Items from a data source:
╔══
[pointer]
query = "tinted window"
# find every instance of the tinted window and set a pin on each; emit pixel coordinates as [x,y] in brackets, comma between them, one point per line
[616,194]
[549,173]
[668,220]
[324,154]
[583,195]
╚══
> What to work on:
Whatever appears in the records must be returned exactly.

> Result:
[pointer]
query = "tinted window"
# find every instance of the tinted window and set a pin on each; emit pixel coordinates as [x,y] in brackets, comma between them, one point per line
[616,194]
[549,173]
[668,220]
[324,154]
[583,195]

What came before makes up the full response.